───── Material provided ─────

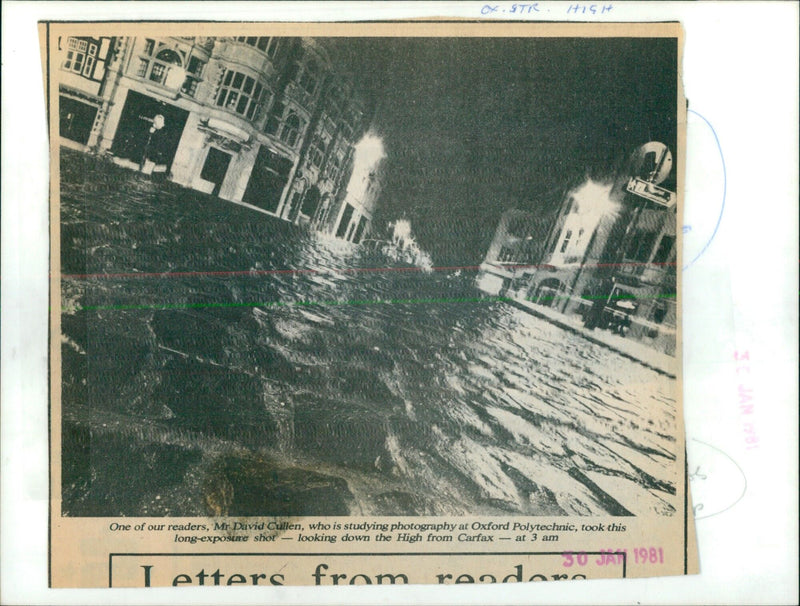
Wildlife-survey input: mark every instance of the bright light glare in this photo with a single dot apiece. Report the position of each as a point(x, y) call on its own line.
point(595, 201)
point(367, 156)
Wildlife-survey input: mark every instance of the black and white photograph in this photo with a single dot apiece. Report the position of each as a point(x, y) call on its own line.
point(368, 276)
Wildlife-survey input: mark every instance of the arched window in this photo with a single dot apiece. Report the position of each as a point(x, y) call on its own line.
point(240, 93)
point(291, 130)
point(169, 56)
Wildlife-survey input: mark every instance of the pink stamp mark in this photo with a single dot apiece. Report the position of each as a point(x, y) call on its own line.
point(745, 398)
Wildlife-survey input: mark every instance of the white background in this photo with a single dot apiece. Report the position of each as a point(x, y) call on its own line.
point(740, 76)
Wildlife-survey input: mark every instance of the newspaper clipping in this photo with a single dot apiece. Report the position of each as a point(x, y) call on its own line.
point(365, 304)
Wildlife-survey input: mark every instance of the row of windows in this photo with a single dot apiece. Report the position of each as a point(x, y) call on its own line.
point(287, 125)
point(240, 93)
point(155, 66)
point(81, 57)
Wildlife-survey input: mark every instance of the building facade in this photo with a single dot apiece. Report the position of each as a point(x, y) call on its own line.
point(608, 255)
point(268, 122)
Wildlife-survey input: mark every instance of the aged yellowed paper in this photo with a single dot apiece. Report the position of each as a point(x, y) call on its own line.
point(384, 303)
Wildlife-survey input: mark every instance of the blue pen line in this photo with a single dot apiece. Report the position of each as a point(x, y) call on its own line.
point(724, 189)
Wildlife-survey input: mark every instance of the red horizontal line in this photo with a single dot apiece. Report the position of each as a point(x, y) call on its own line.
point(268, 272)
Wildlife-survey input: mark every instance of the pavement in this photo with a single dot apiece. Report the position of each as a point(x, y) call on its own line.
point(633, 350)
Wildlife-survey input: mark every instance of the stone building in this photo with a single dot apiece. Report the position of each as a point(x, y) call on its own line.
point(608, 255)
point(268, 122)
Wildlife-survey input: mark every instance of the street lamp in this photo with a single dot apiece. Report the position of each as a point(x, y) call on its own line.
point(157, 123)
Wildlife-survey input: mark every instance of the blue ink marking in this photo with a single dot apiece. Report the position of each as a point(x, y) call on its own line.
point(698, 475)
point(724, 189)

─────
───── Material provided ─────

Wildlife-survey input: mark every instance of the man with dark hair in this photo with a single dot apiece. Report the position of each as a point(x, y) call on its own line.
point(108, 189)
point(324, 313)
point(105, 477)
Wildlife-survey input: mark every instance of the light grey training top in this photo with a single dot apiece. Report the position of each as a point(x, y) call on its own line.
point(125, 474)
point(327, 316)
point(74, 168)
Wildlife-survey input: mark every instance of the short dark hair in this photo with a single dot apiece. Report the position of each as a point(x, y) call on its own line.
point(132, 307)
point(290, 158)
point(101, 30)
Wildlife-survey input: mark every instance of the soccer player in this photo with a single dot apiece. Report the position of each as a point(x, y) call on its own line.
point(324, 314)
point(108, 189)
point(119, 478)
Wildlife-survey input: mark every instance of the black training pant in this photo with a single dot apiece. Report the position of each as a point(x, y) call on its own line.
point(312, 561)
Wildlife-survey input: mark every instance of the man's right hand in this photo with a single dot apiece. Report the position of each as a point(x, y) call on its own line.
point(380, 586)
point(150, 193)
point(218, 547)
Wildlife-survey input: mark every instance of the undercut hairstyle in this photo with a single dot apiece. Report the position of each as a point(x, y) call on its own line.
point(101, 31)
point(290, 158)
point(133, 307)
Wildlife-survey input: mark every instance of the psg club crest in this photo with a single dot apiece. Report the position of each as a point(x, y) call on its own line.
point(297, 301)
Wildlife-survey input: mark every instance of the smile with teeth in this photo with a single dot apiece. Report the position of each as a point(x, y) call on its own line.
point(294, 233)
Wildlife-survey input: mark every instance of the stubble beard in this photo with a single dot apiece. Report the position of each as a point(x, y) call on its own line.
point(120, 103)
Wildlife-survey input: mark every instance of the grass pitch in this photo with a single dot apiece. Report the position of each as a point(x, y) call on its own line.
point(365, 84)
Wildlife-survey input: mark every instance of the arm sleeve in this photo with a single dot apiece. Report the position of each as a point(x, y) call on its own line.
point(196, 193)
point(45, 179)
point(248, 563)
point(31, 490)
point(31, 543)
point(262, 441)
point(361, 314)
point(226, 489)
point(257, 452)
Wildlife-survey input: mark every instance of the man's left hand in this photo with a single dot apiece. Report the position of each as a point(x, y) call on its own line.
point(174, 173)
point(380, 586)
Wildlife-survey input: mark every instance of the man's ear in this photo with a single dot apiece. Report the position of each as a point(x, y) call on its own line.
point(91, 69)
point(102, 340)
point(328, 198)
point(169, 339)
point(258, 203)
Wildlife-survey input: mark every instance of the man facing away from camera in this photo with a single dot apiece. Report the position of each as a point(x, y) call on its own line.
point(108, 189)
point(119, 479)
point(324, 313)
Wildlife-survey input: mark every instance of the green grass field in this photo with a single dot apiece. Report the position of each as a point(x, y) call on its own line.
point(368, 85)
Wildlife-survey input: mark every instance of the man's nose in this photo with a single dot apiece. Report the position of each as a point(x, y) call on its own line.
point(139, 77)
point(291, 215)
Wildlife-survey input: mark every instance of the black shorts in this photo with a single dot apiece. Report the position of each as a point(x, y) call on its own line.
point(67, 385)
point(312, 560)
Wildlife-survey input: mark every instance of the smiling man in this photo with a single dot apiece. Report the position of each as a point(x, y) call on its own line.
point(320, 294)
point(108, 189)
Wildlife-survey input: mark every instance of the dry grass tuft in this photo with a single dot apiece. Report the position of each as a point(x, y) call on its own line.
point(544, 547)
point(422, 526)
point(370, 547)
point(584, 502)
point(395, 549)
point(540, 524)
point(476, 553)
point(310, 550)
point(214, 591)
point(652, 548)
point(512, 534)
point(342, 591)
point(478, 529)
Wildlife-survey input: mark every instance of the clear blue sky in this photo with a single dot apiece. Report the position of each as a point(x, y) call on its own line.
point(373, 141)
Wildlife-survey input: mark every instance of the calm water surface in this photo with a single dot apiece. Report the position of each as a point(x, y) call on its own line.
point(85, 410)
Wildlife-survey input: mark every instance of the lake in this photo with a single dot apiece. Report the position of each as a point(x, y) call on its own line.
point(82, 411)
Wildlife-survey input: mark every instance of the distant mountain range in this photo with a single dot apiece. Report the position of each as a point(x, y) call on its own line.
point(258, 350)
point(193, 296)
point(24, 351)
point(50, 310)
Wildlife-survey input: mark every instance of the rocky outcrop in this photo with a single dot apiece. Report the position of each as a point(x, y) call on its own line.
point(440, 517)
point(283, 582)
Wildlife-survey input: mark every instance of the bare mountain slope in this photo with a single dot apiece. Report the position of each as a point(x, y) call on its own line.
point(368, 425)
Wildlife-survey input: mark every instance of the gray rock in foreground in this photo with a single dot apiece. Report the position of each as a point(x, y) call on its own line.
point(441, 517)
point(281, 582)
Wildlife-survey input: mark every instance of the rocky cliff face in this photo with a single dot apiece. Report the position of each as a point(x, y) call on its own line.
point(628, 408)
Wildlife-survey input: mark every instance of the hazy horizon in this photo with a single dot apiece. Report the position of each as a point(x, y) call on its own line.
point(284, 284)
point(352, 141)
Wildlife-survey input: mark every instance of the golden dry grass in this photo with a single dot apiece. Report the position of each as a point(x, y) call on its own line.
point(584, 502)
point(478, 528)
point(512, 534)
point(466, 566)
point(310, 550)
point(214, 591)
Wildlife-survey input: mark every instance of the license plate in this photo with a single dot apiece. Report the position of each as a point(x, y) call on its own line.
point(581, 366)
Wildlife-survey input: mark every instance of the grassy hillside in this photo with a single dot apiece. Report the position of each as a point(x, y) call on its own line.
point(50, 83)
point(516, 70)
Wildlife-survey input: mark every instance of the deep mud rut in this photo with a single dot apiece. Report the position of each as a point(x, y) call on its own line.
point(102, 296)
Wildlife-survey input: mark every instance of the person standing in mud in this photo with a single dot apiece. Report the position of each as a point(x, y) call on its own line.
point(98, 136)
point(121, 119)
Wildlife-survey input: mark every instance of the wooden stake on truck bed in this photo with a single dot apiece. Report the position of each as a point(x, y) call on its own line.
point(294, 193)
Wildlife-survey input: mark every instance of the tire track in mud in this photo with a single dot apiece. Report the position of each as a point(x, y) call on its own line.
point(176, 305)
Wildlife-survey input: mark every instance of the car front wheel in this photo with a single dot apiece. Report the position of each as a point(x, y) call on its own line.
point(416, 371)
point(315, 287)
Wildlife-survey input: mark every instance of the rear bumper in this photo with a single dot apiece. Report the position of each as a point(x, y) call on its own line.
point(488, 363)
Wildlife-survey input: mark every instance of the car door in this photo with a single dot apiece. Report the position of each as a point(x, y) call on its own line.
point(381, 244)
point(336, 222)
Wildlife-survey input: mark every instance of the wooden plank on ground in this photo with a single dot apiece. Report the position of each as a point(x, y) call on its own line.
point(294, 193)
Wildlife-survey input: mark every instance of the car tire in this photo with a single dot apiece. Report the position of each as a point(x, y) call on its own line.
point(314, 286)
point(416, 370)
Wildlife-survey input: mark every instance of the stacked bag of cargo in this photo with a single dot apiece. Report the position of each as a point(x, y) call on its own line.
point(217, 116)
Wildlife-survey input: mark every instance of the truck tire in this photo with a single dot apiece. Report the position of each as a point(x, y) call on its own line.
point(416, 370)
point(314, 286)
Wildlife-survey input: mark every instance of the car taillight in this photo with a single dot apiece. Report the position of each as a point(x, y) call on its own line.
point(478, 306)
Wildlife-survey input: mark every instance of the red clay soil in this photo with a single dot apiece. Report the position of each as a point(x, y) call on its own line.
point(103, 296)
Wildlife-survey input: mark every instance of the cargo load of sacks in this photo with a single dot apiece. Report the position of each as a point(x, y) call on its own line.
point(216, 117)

─────
───── Material provided ─────

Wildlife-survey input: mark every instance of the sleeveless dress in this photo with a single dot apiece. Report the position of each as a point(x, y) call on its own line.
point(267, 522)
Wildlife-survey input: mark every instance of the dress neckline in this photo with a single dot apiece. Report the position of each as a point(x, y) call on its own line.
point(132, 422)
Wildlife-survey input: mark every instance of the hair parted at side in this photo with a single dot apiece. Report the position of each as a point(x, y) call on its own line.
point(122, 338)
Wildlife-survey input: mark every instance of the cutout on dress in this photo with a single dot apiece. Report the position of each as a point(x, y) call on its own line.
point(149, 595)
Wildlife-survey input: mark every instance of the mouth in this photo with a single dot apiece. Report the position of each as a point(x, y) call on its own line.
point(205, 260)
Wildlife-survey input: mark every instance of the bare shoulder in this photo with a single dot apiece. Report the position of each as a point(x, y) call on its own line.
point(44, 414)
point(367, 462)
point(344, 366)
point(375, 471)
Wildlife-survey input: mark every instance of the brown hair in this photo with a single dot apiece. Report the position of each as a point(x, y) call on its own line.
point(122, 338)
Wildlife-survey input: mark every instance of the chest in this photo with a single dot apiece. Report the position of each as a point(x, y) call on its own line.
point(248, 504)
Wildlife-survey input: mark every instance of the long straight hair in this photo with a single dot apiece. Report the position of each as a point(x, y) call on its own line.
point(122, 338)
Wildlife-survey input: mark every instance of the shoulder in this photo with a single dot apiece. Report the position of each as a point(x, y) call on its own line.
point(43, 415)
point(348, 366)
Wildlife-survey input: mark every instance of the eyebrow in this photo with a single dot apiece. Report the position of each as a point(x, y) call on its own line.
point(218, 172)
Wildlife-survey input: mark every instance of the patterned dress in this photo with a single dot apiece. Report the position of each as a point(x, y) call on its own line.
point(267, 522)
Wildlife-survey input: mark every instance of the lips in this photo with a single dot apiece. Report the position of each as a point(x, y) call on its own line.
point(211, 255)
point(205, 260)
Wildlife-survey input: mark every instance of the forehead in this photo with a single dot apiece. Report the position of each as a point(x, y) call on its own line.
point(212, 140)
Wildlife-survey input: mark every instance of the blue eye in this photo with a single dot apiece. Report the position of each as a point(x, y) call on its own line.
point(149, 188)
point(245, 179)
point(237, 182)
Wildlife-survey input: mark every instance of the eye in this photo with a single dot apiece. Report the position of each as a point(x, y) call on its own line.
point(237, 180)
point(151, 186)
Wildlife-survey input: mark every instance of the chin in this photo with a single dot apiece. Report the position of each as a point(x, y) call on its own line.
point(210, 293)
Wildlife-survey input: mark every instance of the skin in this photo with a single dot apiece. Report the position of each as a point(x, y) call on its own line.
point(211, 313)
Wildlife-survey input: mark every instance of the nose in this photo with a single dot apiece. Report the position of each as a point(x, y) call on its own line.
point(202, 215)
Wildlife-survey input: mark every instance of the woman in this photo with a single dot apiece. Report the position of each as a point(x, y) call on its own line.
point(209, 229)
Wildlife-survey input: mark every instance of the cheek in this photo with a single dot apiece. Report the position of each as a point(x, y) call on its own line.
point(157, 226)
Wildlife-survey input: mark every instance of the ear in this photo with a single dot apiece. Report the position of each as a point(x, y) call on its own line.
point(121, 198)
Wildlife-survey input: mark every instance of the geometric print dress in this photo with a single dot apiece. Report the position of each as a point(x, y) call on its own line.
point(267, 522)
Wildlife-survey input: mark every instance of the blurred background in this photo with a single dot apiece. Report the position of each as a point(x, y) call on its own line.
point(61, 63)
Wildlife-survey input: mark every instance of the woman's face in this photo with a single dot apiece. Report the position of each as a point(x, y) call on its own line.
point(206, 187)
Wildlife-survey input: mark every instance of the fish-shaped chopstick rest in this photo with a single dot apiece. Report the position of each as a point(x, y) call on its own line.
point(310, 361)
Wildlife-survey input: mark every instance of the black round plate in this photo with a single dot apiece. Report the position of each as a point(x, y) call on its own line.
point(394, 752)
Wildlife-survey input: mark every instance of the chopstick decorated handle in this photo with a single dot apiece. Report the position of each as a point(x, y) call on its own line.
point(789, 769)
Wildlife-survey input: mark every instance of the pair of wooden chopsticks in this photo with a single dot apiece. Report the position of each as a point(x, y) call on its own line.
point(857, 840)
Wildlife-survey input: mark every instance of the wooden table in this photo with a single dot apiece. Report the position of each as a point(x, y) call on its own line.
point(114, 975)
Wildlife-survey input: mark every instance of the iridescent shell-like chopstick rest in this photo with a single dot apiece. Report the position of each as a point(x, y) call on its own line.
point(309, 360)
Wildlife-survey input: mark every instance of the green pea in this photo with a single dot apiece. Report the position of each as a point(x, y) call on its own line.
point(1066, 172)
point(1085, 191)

─────

**The problem**: Select each line of the items that includes the word "shoulder", and copy those lines out in full.

**Exercise solution**:
Wildlife-survey input: mark every instance of the bare shoulder in this photo with a single dot apiece. Report the position of each as a point(x, y) call on its own line.
Wildlife-survey input: mark every instance of the shoulder in this photo with a single dot apiece. Report the position of each as a point(x, y) call on its own line.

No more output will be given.